## TEXT SHOWN

Yes, there were positive comments, too, but quite a number of people focused on the fact that the doctor’s religion should not have been presented as part of the story; that had he been called merely “an American doctor,” the commenters wouldn’t have taken such great exception with his positive and life-affirming work. Essentially, the overwhelming opinion of the commenters was that if you happen to belong to a hyphenate group, be it Jewish, Muslim, Black, or Hispanic, it should not figure in your American identity because, in some way, it lessens the importance of other Americans.
I suppose I am naïve. Although, in my life time, I have directly experienced anti-Semitism and even some benign, misguided joking at the expense of my religious and ethnic background(anyone who makes a JAP joke around me gets cut off at the knees), I have never experienced the virulence of this particular internet board and it was very, very disturbing and frightening. I understand that the anonymity of the internet gives some people the false courage to express their real thoughts under the guise of a computer avatar and a pseudonym. The fact that these are their real thoughts is what terrifies me. While intellectually I’ve always known that there are “haters” out there, cowardly bigots who express their anger and limited intelligence under the cover of their computer, to be confronted with multiple people attacking me and mine in such a nauseating way, is more than I can bear.

## WORK ORDER 1
According to the passage, what does the anonymity of the internet give some people?
## WORK ORDER 2
Duplicate the part of the passage starting at "I suppose I" and ending at "I can bear.".
## WORK ORDER 3
Which hyphenate groups does the passage name as examples?
Rely only on the passage for your answers.

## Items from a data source
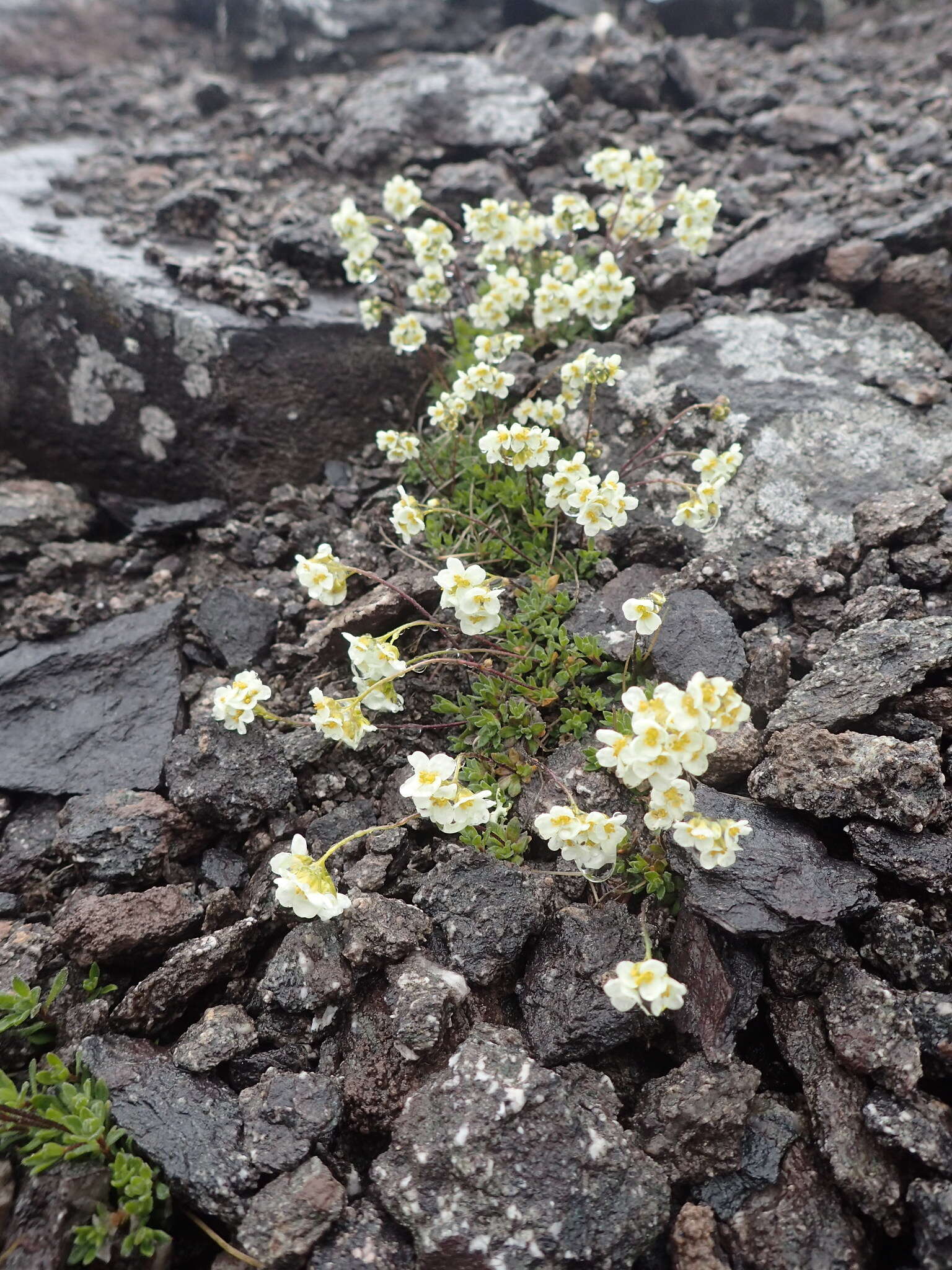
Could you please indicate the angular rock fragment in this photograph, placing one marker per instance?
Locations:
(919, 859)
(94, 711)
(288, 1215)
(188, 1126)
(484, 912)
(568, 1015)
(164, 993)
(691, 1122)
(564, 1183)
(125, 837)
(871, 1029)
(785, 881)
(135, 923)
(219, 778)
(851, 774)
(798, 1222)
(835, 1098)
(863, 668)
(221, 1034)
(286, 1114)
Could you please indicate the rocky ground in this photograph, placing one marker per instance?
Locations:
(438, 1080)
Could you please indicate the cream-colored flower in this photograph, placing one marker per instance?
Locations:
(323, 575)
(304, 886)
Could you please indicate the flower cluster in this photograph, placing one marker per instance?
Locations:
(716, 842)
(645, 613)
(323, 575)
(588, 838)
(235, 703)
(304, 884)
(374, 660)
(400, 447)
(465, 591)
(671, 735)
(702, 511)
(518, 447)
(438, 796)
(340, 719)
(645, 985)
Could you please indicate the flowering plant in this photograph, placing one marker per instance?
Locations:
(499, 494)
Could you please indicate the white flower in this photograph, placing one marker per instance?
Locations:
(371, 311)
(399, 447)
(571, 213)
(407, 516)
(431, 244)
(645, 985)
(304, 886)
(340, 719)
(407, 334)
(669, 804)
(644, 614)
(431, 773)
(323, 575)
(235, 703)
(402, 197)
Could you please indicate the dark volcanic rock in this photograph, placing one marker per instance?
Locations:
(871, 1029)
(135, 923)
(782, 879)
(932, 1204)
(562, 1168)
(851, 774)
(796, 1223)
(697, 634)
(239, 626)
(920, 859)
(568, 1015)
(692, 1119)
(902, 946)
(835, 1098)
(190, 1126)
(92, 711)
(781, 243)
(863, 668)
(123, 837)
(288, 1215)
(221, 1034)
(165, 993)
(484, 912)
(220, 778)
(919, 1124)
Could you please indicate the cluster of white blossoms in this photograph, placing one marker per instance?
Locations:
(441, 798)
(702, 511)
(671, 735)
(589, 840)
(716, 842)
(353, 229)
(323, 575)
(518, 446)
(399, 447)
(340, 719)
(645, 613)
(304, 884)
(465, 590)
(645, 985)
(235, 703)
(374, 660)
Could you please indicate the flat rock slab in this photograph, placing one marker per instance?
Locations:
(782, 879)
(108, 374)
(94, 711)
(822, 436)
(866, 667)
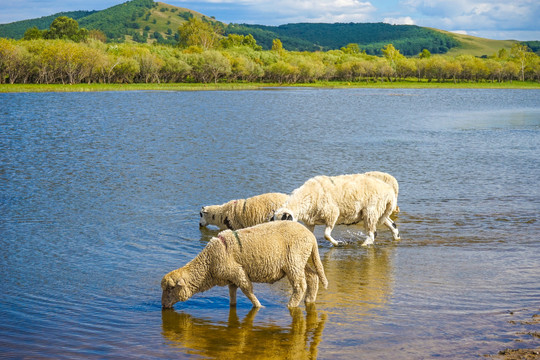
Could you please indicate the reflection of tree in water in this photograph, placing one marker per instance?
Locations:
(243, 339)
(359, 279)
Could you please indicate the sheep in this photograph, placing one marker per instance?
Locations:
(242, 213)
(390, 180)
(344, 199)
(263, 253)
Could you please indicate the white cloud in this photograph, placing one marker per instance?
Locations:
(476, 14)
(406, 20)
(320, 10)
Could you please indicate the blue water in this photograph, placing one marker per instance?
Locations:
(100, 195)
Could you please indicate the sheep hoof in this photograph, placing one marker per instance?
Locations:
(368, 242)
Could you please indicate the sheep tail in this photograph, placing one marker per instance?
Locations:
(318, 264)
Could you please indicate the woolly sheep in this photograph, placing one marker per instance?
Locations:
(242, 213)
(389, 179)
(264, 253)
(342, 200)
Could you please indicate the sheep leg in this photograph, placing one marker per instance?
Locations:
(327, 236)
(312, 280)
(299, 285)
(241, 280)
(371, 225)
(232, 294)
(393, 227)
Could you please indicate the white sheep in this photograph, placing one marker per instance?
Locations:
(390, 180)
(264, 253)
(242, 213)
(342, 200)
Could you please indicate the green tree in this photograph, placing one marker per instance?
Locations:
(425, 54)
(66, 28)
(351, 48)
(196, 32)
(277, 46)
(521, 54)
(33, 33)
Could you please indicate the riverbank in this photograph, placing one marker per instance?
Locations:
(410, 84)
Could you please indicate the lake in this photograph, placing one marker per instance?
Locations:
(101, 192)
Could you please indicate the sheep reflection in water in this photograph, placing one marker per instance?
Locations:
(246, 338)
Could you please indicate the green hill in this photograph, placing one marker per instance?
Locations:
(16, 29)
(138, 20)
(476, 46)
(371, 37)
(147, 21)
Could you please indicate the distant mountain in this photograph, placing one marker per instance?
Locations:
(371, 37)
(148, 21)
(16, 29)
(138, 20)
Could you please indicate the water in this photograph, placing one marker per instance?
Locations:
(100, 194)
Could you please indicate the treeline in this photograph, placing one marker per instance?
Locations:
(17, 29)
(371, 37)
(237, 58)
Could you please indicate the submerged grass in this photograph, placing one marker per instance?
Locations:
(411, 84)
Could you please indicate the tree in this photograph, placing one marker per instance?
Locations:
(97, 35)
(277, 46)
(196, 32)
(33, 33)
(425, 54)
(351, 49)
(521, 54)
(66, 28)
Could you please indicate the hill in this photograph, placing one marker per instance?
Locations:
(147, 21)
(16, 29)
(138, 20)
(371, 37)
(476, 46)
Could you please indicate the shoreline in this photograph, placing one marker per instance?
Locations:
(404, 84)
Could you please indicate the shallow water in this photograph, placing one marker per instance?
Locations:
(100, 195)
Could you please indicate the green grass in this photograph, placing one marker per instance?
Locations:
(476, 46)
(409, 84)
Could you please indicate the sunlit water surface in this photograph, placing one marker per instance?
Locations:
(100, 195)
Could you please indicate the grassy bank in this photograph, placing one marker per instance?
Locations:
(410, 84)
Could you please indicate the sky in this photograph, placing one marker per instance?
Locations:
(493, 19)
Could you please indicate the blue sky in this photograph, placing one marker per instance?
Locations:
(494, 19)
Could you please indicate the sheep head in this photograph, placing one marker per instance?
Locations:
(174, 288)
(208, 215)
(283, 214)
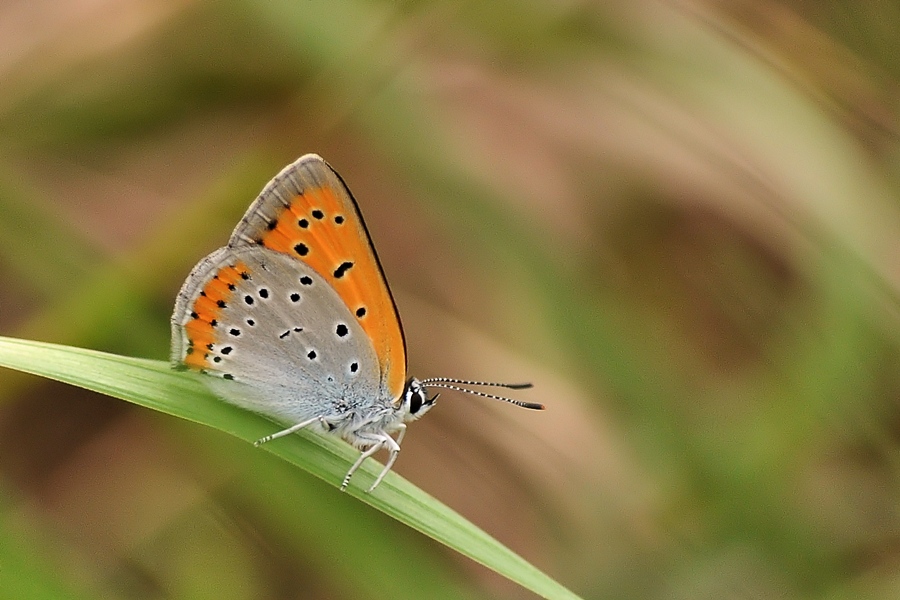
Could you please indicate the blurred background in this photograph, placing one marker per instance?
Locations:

## EXPECTED ANSWER 1
The false courage to express their real thoughts under the guise of a computer avatar and a pseudonym.

## EXPECTED ANSWER 2
I suppose I am naïve. Although, in my life time, I have directly experienced anti-Semitism and even some benign, misguided joking at the expense of my religious and ethnic background(anyone who makes a JAP joke around me gets cut off at the knees), I have never experienced the virulence of this particular internet board and it was very, very disturbing and frightening. I understand that the anonymity of the internet gives some people the false courage to express their real thoughts under the guise of a computer avatar and a pseudonym. The fact that these are their real thoughts is what terrifies me. While intellectually I’ve always known that there are “haters” out there, cowardly bigots who express their anger and limited intelligence under the cover of their computer, to be confronted with multiple people attacking me and mine in such a nauseating way, is more than I can bear.

## EXPECTED ANSWER 3
Jewish, Muslim, Black, Hispanic